§ **TEXT SEGMENT**
* * * * *

SAN DIEGO—Serum phosphorus concentrations are significantly lower in elderly hemodialysis (HD) patients compared with younger patients, regardless of gender and racial or ethnic group, researchers reported at Kidney Week 2012.
Investigators led by Kamyar Kalantar-Zadeh, MD, MPH, PhD, now Professor of Medicine at the University of California-Irvine, divided 111,302 outpatients maintenance HD (MHD) patients into five age groups: 15 and older but younger than 45; 45 and older but younger than 65; 65 and older but younger than 70; 70 and older but younger than 75; and age 75 and older. The study population included 50,741 whites, 38,825 blacks, 18,078 Hispanics, and 3,658 Asians.
The average serum phosphorus levels decreased progressively with each older age group, from 6.24 mg/dL in the youngest age group to 4.87 mg/dL in the oldest age group, a trend that was statistically significantly. The results remained similar after adjusting for case-mix, according to the researchers.
Previous studies have shown that elderly MHD patients tend to have worse nutritional parameters compared with their younger counterparts, the investigators stated. Differences in serum phosphorus levels between young and elderly MHD patients across races and ethnicities have not been closely examined in large epidemiological studies, they noted.

* * * * *

§ **RAW DATA**
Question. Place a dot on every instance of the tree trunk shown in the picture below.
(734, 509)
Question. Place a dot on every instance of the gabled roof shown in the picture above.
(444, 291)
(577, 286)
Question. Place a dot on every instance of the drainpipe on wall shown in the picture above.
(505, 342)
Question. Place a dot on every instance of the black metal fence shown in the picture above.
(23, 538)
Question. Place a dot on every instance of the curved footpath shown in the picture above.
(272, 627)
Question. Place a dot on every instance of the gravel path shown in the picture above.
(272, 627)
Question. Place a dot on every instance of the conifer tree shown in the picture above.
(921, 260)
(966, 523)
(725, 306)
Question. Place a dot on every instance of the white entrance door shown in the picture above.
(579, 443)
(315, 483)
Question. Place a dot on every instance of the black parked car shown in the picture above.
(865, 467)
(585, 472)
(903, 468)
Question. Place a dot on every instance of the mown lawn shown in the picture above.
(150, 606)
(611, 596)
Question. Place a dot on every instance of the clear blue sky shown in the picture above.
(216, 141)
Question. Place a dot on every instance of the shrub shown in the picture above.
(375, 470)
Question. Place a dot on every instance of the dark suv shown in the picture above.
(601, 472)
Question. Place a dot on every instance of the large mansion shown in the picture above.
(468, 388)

* * * * *

§ **WHAT IS EXPECTED**
Answer these questions from the hemodialysis report:
1. How many outpatients did the investigators divide into age groups?
2. What was the average serum phosphorus level in the youngest age group?
3. According to previous studies, how do elderly MHD patients compare with younger ones?

§ **RESULT OF THE EXERCISE**
1. 111,302 outpatients.
2. 6.24 mg/dL.
3. Elderly MHD patients tend to have worse nutritional parameters than their younger counterparts.